#### [Work task]
The entries below are to be copied exactly, with nothing left out.

Excerpts from a dataset:
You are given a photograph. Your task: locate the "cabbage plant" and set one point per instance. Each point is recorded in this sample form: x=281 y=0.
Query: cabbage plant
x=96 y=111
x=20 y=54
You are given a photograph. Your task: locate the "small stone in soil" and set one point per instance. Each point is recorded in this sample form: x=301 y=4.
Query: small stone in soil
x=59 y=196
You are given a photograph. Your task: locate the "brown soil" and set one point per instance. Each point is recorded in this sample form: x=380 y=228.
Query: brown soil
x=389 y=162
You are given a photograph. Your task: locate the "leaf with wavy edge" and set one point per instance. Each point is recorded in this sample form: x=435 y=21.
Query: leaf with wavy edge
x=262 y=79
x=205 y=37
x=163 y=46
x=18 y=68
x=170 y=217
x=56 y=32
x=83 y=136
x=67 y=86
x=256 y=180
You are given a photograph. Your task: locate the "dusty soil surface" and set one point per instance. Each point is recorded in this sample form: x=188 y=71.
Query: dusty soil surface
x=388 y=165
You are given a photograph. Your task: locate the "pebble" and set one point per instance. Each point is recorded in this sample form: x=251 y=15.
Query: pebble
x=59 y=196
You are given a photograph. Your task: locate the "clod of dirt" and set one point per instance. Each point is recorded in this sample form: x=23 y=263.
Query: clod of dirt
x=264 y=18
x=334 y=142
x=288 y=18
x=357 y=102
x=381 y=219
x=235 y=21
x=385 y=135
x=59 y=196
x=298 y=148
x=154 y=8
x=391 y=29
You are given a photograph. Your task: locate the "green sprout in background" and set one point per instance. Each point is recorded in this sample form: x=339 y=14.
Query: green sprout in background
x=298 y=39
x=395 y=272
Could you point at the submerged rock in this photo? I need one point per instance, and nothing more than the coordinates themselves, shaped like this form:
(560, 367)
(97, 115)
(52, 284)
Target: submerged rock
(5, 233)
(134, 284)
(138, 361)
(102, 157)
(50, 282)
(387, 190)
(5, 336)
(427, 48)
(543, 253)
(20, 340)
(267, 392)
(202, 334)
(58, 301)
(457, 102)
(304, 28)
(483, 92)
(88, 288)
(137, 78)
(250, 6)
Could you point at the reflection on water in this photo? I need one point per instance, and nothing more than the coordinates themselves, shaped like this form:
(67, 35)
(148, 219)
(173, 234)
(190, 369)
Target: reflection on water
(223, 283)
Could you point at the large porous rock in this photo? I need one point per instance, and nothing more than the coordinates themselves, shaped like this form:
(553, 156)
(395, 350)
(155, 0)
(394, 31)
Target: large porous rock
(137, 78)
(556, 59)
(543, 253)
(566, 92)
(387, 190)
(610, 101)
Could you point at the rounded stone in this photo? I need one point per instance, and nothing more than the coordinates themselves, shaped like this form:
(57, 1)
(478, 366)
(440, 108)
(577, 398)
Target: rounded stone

#### [Completed exercise]
You are given a photograph. Your task: locate the "cabbage plant" and set one point per instance. Each point is recorded in this sample form: x=281 y=0.
Query: cabbage plant
x=96 y=111
x=20 y=54
You are given a photograph. Your task: locate the "small stone in soil" and set one point per instance. Each point is recorded in this sample form: x=301 y=4.
Query: small stone in soil
x=59 y=196
You are given a photograph. Your task: locate the "brown soil" and set one point per instance. Each point is recorded in this sample form: x=380 y=228.
Query: brown soil
x=389 y=162
You are given a photograph. Your task: locate the "leaf with wavy edge" and set one point per instance. Each point is recorded in this sample form: x=435 y=21.
Query: leaf with wavy edge
x=262 y=79
x=205 y=37
x=163 y=46
x=18 y=68
x=170 y=217
x=56 y=32
x=83 y=136
x=67 y=86
x=256 y=180
You are given a photograph. Your task: locate the "dusty soil surface" and set one point per instance. Each point is recorded in this sample form: x=188 y=71.
Query: dusty soil surface
x=388 y=165
You are given a photograph. Your task: locate the "pebble" and set one point per instance. Each point is recorded in this sample form: x=251 y=15.
Query: pebble
x=59 y=196
You are given a photograph. Your task: locate the "clod of dirt" and set one point per instance. Each point is recorded in this sample form: x=23 y=263.
Query: clod of dirt
x=264 y=18
x=334 y=142
x=288 y=18
x=357 y=102
x=381 y=219
x=235 y=21
x=385 y=135
x=59 y=196
x=298 y=148
x=154 y=8
x=391 y=29
You are given a photograph. Your task: locate the "green sprout in background" and set one point per instance. Each point is recorded in this sample form: x=339 y=14.
Query: green sprout in background
x=298 y=39
x=395 y=272
Could you point at the submerged rock in this photo? I need one point per instance, and nothing more than the coordinates themselves, shaped like this form:
(560, 367)
(97, 115)
(52, 284)
Target: submerged rock
(5, 233)
(134, 284)
(138, 361)
(102, 157)
(50, 282)
(387, 190)
(5, 336)
(427, 48)
(543, 253)
(20, 340)
(267, 392)
(202, 334)
(58, 301)
(457, 102)
(304, 28)
(483, 92)
(88, 288)
(137, 78)
(250, 6)
Could you point at the reflection on water in this photo? I need one point per instance, and nothing more than the coordinates themselves, shaped like this form:
(67, 35)
(148, 219)
(173, 234)
(190, 369)
Target: reflection on water
(223, 283)
Could you point at the large porous rock in this photo? I need one point per instance, and nothing more than the coordinates themselves, shaped like this form:
(553, 156)
(395, 350)
(155, 0)
(394, 31)
Target: large porous rock
(137, 78)
(556, 59)
(543, 253)
(566, 92)
(387, 190)
(610, 101)
Could you point at the rounded stone in this photo? I need one point per instance, and nothing more than the coordinates themselves, shaped like this form:
(57, 1)
(478, 366)
(440, 108)
(577, 398)
Target: rounded stone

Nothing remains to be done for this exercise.